Exercise objective: Exactly as written, print the lines from the top of the listing through the line containing "The service MUST return one point per instance of the polar"; include no pictures.
--
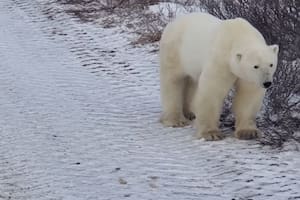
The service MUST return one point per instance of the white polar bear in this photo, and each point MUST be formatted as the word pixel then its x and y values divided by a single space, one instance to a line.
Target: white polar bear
pixel 201 59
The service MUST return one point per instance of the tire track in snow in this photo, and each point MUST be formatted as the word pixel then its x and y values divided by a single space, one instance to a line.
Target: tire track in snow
pixel 99 129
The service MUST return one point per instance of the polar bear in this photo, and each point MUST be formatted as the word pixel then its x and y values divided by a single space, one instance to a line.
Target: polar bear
pixel 201 59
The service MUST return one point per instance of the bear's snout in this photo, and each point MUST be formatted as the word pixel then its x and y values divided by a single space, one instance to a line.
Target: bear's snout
pixel 267 84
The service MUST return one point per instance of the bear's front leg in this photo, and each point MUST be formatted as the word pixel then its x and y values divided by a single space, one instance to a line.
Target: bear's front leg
pixel 208 104
pixel 247 103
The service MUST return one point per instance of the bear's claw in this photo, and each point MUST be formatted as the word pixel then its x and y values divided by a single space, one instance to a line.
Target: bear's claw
pixel 248 134
pixel 212 135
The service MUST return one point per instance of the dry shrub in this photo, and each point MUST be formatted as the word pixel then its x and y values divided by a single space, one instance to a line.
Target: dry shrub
pixel 279 22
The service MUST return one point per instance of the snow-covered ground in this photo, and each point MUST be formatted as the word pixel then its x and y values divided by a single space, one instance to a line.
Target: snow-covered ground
pixel 79 120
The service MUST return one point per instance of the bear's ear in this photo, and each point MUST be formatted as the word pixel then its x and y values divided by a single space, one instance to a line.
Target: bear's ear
pixel 238 57
pixel 275 48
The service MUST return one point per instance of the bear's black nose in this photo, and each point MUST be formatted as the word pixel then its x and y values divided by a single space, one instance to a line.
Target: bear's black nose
pixel 267 84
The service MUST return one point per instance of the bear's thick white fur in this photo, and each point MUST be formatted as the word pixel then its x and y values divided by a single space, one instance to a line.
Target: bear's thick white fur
pixel 201 59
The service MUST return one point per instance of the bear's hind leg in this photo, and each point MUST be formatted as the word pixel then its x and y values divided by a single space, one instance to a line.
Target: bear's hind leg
pixel 189 93
pixel 246 104
pixel 172 100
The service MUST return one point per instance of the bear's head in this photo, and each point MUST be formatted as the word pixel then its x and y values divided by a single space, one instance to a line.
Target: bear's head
pixel 256 64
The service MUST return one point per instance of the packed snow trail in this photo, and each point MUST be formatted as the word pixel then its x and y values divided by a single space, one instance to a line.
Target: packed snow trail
pixel 79 120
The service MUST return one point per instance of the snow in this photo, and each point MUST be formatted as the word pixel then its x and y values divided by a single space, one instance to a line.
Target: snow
pixel 79 120
pixel 170 9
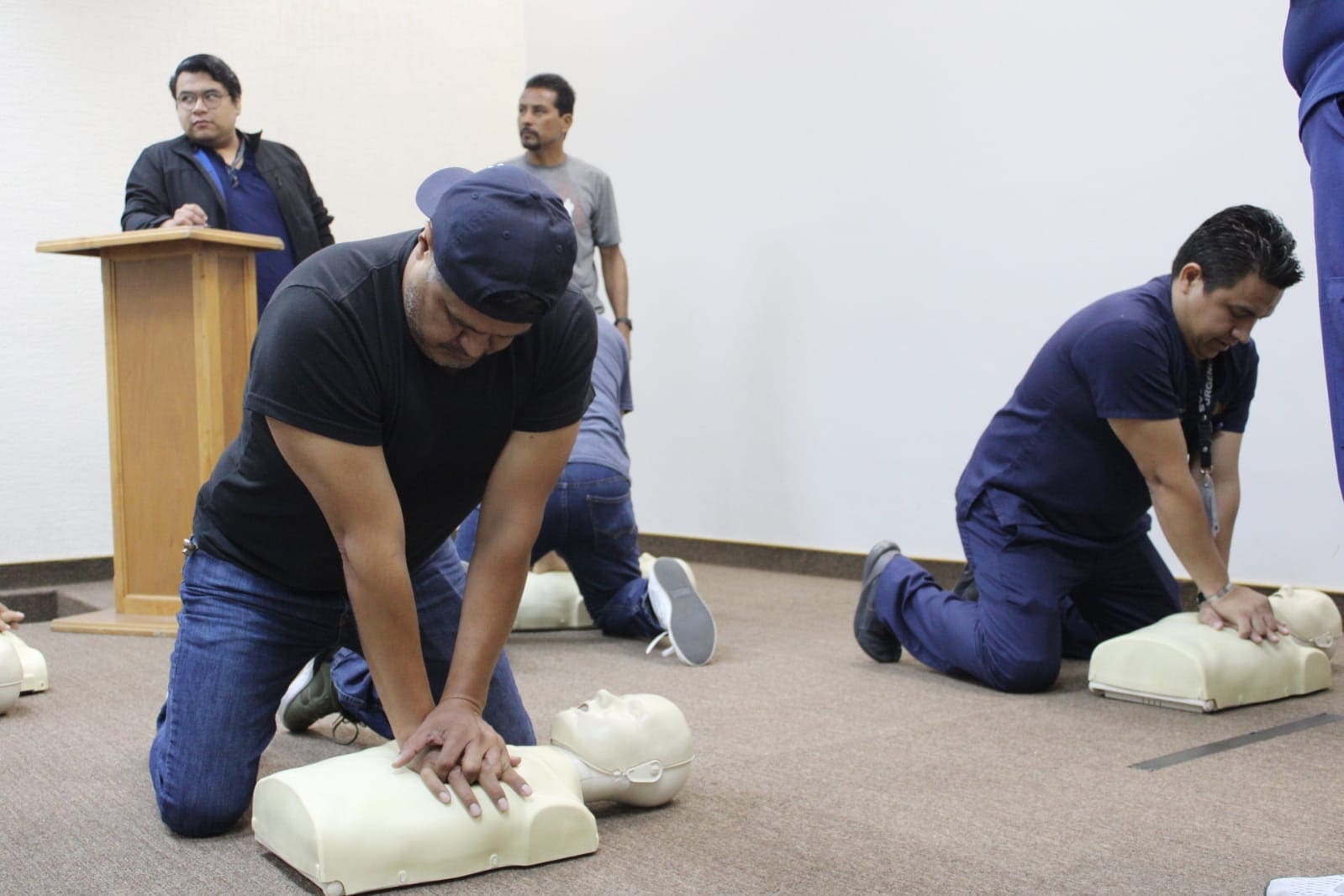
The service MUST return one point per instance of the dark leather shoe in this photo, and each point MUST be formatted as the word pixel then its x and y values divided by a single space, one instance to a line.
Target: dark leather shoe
pixel 870 631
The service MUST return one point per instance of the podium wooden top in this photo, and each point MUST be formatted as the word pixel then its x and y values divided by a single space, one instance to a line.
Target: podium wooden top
pixel 97 245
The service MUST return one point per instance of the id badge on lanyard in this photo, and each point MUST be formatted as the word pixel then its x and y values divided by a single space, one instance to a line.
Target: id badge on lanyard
pixel 1206 448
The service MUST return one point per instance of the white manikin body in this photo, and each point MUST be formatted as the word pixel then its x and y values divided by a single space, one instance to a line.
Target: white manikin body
pixel 11 675
pixel 22 669
pixel 354 824
pixel 552 601
pixel 34 664
pixel 1187 665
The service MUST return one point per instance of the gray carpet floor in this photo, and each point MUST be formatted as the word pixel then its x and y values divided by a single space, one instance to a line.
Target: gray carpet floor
pixel 817 772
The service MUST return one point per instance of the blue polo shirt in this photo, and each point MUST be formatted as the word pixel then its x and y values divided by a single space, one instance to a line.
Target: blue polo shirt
pixel 1314 51
pixel 251 208
pixel 1050 462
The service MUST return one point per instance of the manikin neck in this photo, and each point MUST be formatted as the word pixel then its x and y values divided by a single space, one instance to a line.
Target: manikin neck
pixel 596 785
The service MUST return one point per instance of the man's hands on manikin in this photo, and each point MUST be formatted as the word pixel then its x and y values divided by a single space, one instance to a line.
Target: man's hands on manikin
pixel 1246 609
pixel 188 215
pixel 453 748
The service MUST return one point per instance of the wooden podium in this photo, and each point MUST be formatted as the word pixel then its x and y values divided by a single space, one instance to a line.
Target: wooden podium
pixel 181 314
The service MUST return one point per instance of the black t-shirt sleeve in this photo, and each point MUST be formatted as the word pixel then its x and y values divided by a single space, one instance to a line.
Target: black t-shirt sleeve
pixel 312 368
pixel 1126 371
pixel 565 386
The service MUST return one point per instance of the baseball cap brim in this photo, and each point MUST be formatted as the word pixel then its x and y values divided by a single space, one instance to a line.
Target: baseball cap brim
pixel 432 191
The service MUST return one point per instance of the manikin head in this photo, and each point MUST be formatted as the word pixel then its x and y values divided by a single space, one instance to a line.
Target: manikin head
pixel 1310 615
pixel 208 100
pixel 639 739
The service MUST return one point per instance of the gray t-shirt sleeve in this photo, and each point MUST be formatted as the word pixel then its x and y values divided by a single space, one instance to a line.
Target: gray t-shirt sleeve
pixel 606 224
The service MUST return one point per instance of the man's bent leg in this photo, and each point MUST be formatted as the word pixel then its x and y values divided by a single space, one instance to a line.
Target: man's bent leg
pixel 241 640
pixel 1009 638
pixel 439 586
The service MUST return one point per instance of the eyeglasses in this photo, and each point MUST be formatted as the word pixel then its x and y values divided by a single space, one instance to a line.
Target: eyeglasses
pixel 211 100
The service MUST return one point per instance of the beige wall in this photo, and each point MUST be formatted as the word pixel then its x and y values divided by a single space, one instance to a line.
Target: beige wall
pixel 850 226
pixel 372 96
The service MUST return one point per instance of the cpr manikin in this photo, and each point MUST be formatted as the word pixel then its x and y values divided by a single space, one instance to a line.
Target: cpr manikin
pixel 354 824
pixel 552 599
pixel 22 669
pixel 1180 662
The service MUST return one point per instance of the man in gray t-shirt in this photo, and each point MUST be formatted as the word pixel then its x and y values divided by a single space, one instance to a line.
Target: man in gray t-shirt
pixel 545 114
pixel 589 523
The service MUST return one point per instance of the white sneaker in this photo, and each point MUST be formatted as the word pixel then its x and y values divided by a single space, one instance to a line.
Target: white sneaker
pixel 682 613
pixel 1305 886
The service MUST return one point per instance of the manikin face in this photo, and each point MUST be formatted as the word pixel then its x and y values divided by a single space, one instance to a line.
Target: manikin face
pixel 208 127
pixel 617 732
pixel 1220 319
pixel 539 124
pixel 446 329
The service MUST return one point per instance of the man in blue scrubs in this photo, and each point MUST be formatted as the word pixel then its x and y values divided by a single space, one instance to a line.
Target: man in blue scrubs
pixel 1314 58
pixel 1137 402
pixel 217 177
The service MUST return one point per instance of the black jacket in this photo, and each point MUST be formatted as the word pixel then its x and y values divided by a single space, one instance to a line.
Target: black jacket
pixel 168 175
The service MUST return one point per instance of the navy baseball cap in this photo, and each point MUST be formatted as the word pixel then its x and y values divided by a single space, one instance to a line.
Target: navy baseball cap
pixel 502 240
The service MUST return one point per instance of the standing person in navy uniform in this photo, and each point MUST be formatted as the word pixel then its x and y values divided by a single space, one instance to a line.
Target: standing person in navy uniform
pixel 1137 402
pixel 1314 58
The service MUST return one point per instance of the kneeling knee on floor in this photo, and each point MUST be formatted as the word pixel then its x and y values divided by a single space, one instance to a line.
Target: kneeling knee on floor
pixel 1023 676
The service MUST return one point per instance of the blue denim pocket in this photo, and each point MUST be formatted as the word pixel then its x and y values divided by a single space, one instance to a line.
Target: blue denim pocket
pixel 612 518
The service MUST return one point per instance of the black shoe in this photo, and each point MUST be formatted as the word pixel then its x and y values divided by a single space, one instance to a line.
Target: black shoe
pixel 870 631
pixel 967 588
pixel 311 695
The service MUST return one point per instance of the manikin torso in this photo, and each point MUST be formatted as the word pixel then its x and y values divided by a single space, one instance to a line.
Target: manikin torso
pixel 352 824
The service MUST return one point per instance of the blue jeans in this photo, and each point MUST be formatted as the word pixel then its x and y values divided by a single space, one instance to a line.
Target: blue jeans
pixel 589 521
pixel 241 640
pixel 1323 141
pixel 1041 599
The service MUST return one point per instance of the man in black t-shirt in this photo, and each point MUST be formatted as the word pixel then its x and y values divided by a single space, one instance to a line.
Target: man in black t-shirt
pixel 394 384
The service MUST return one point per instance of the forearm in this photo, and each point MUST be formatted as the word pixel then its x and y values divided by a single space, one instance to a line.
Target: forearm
pixel 381 594
pixel 493 586
pixel 139 215
pixel 1180 512
pixel 617 284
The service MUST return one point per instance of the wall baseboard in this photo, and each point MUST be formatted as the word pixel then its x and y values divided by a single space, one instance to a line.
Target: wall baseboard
pixel 836 565
pixel 47 572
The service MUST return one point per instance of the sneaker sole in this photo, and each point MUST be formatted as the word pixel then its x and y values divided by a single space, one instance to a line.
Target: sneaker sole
pixel 296 687
pixel 690 624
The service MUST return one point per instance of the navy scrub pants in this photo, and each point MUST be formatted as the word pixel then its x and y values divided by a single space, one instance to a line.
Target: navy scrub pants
pixel 1323 141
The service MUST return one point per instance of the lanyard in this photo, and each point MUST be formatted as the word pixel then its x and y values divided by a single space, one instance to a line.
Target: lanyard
pixel 1206 448
pixel 1206 421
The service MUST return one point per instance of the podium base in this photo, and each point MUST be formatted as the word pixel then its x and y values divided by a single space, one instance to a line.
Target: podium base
pixel 113 622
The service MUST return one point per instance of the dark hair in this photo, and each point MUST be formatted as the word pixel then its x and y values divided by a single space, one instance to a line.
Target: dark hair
pixel 563 92
pixel 1240 240
pixel 213 66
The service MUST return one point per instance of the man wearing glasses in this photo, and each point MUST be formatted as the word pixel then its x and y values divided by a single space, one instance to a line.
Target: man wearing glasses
pixel 217 177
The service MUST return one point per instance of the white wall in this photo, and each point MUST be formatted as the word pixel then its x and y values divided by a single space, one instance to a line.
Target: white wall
pixel 372 97
pixel 851 224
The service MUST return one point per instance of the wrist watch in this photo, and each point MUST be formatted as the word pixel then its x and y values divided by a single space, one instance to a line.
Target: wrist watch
pixel 1220 593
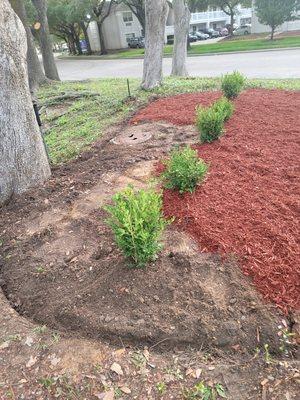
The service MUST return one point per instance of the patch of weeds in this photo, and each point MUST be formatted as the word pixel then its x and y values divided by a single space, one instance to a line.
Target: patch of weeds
pixel 204 392
pixel 232 84
pixel 87 118
pixel 60 387
pixel 40 329
pixel 225 107
pixel 137 223
pixel 118 393
pixel 184 170
pixel 98 368
pixel 286 340
pixel 42 346
pixel 40 269
pixel 210 123
pixel 161 388
pixel 55 337
pixel 175 372
pixel 14 338
pixel 47 382
pixel 138 359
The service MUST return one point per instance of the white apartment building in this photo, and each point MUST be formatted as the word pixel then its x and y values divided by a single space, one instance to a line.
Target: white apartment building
pixel 257 27
pixel 122 25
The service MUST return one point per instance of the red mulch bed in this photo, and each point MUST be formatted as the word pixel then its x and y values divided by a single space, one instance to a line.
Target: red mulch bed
pixel 249 204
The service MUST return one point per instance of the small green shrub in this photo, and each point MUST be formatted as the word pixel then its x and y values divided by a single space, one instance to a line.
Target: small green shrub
pixel 184 170
pixel 232 84
pixel 225 107
pixel 137 222
pixel 210 123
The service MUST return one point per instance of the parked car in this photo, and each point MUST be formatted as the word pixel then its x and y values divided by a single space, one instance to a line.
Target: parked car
pixel 224 32
pixel 201 35
pixel 170 39
pixel 136 43
pixel 242 30
pixel 192 37
pixel 211 32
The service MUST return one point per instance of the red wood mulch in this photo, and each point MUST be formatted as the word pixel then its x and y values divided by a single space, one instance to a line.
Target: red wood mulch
pixel 249 204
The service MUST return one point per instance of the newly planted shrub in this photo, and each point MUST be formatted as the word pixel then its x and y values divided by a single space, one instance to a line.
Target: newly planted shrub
pixel 184 170
pixel 137 222
pixel 210 123
pixel 225 107
pixel 232 84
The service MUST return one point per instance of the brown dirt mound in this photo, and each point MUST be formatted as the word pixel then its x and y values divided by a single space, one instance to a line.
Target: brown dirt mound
pixel 183 298
pixel 61 268
pixel 249 204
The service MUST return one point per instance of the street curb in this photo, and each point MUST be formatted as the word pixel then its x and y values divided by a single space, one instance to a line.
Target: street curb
pixel 104 58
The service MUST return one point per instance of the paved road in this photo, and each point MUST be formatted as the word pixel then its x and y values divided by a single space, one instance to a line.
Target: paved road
pixel 267 64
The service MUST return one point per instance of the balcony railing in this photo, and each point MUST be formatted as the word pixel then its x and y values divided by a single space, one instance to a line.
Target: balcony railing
pixel 218 15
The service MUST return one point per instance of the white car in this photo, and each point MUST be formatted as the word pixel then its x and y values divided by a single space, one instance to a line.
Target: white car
pixel 242 30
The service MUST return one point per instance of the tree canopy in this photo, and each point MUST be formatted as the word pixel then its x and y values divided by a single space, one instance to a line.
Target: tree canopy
pixel 275 12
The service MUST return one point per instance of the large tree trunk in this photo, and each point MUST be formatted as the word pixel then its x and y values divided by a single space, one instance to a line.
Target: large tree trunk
pixel 86 37
pixel 272 32
pixel 46 43
pixel 231 22
pixel 103 50
pixel 23 160
pixel 36 75
pixel 156 15
pixel 182 17
pixel 77 42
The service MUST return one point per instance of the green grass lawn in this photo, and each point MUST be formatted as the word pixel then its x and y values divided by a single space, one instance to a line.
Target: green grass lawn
pixel 239 44
pixel 73 124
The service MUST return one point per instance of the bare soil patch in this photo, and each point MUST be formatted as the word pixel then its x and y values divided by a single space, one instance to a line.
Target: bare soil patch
pixel 59 266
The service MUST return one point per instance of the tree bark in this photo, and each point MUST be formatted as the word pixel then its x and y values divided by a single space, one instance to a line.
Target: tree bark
pixel 272 32
pixel 156 15
pixel 77 42
pixel 46 43
pixel 86 38
pixel 23 160
pixel 182 17
pixel 231 22
pixel 36 74
pixel 103 50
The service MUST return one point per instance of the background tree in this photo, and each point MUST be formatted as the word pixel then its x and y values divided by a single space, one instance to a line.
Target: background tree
pixel 275 12
pixel 182 17
pixel 23 161
pixel 229 7
pixel 197 5
pixel 45 40
pixel 138 9
pixel 36 75
pixel 101 10
pixel 156 16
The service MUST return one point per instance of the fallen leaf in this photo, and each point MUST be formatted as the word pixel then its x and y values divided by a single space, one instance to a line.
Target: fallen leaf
pixel 105 395
pixel 117 369
pixel 189 371
pixel 264 382
pixel 198 373
pixel 4 345
pixel 31 362
pixel 29 341
pixel 125 390
pixel 54 360
pixel 119 352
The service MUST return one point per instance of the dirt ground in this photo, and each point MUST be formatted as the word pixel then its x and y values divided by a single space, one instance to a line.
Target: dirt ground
pixel 113 332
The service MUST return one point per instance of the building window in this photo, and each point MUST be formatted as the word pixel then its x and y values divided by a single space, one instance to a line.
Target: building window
pixel 129 36
pixel 127 16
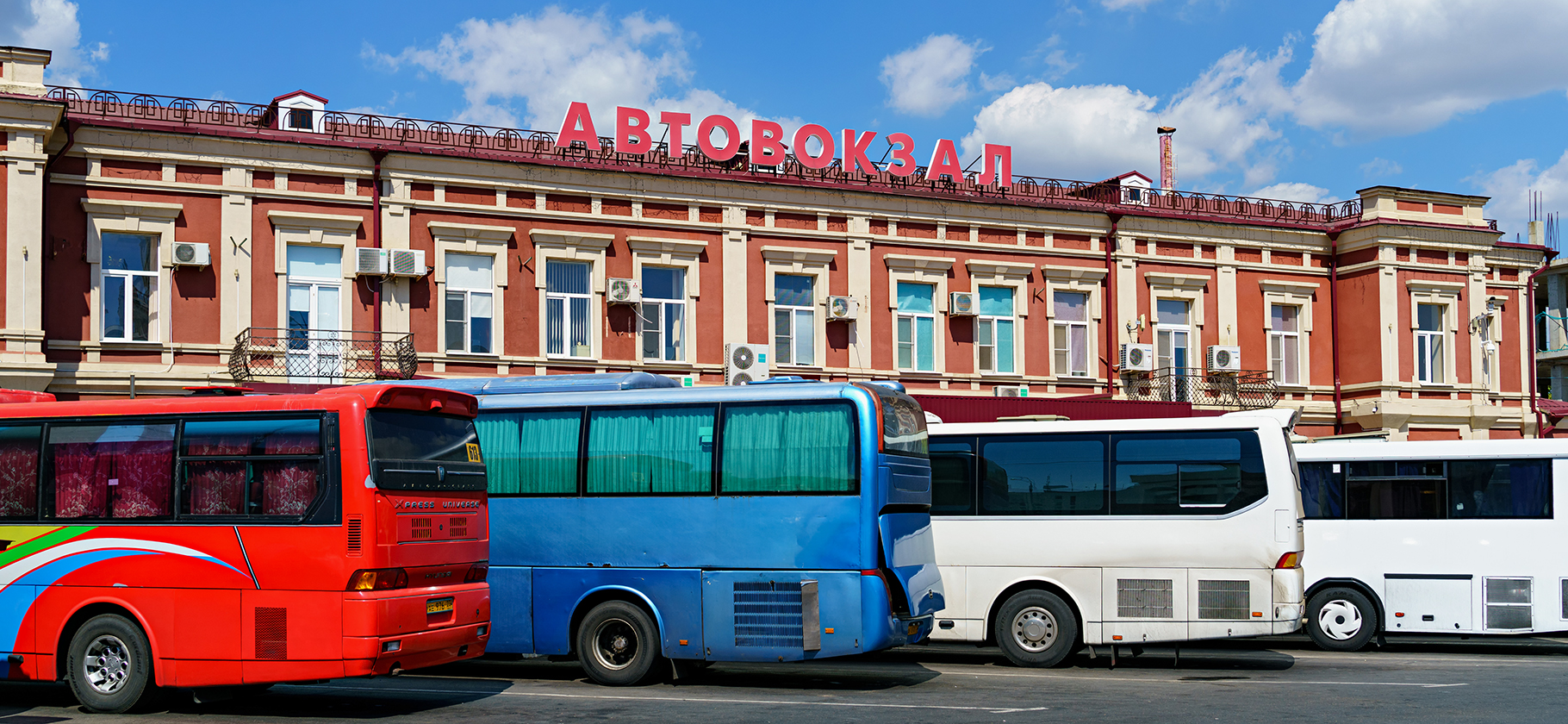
--
Response to the exercise:
The service MUST return one point per instance of the white polar bear in this photo, and each point MUST be formatted as the word pixel then its x and y values divided by a single space, one instance to a line.
Target: white polar bear
pixel 201 59
The service MUST return one point per instance of the tire track in snow in this photo, and each point MUST be formatted as the word pixel then its x and y values divided by a single space, one instance to a line.
Target: tire track in snow
pixel 99 129
The service MUST return one point per instance of the polar bear in this photo, and each point MUST be formatted as the word pixel then its x and y values divided by a single space, one instance to a line.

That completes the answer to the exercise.